◆ **About this exercise**
Looking at the listing beneath, work out how many lines hold "instance" and report only that figure.

━━ Data for this exercise

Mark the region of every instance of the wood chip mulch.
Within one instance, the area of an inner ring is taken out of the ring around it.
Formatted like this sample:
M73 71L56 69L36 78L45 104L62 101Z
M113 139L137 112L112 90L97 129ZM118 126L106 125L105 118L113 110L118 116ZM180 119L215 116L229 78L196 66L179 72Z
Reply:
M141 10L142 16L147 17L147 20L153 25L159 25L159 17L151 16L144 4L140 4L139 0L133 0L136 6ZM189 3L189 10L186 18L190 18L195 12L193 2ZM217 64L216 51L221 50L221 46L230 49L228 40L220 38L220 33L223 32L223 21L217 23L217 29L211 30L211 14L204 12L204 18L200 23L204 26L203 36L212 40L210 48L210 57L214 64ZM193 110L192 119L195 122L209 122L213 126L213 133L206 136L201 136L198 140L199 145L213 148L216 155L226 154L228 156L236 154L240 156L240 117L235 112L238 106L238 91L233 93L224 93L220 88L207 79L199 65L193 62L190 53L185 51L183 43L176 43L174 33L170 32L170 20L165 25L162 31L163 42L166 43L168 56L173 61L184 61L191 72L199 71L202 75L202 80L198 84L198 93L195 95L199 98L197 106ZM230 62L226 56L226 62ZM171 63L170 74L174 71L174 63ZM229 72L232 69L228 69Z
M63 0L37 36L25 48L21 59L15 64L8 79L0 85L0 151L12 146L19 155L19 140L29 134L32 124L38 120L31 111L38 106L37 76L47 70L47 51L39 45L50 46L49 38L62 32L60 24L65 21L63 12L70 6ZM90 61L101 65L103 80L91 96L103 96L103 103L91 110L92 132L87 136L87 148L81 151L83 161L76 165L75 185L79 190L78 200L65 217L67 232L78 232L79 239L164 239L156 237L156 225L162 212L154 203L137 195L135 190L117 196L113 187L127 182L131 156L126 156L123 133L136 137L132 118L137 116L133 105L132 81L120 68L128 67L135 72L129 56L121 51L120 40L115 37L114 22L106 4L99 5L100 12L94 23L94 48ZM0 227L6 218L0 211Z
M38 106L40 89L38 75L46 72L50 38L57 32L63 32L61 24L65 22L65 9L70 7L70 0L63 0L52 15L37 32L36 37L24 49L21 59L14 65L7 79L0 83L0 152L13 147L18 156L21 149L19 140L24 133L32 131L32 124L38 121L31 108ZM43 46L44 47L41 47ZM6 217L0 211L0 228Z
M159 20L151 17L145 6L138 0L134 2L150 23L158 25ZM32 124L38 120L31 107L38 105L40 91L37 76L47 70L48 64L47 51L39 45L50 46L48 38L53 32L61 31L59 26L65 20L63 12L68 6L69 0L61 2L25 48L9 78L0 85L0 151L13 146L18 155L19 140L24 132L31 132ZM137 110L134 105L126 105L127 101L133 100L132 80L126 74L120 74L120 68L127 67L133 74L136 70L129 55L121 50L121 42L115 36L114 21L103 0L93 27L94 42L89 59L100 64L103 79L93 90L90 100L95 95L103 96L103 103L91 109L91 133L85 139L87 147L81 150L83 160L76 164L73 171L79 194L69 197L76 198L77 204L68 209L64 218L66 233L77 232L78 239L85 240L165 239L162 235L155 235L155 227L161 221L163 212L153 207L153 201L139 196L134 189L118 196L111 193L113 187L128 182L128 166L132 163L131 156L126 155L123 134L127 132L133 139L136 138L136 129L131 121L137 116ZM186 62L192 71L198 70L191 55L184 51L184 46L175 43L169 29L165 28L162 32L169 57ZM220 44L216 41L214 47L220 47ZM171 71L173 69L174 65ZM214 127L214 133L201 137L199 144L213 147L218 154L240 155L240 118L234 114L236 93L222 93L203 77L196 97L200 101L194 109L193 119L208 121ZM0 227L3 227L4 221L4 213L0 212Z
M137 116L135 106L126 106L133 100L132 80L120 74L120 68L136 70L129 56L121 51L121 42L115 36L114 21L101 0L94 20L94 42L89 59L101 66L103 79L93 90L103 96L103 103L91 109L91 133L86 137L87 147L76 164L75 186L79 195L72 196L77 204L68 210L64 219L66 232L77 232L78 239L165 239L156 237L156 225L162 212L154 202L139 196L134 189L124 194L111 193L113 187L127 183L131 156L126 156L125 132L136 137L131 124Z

━━━━

◆ **Answer box**
2